Given data =>
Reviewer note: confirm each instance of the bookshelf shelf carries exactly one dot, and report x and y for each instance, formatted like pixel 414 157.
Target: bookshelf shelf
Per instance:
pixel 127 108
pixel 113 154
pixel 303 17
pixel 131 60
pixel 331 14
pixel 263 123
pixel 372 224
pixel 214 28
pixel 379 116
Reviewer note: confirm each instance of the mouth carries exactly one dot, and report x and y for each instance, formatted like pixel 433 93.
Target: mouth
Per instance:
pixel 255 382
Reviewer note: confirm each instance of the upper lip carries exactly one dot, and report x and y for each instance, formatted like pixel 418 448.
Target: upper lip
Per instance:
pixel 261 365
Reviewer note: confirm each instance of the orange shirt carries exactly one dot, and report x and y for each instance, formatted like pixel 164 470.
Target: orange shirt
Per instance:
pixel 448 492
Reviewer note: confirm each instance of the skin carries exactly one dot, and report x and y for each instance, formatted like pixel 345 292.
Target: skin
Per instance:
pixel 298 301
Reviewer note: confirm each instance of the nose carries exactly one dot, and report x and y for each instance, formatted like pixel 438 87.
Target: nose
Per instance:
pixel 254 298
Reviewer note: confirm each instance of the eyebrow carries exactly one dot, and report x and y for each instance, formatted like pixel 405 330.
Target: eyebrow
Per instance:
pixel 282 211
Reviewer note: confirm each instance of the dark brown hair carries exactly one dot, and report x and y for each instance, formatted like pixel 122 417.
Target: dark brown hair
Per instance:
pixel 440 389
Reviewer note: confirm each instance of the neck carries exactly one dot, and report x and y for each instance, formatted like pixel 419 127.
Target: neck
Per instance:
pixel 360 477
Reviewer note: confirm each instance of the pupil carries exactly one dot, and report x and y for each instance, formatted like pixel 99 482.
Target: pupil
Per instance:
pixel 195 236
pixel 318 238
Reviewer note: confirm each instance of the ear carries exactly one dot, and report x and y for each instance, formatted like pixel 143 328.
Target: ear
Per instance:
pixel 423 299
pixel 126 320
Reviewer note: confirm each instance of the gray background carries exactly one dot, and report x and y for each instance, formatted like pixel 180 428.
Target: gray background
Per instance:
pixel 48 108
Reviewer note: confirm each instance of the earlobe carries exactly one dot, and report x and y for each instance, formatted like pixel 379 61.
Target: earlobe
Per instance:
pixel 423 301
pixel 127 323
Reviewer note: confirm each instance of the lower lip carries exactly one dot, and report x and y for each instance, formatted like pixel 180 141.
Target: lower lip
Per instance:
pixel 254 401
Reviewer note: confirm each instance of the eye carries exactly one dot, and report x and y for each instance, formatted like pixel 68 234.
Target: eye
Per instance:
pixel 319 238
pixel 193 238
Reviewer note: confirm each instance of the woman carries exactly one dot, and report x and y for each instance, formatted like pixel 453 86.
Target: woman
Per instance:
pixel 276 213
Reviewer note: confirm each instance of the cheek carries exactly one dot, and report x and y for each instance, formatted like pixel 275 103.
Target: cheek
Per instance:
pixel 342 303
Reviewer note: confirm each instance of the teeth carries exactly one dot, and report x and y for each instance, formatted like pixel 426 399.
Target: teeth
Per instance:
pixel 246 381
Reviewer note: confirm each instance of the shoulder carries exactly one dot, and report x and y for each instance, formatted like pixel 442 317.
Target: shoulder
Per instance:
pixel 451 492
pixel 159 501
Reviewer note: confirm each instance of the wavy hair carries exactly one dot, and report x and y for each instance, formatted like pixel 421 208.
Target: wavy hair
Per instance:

Action item =>
Search the records for the word "neck". Copy each line where it appears.

Answer to this exercise =>
Reviewer note: confirm each instance of the neck carries exactly one dot, and report x and y for each instance, formatted like pixel 419 127.
Target: neck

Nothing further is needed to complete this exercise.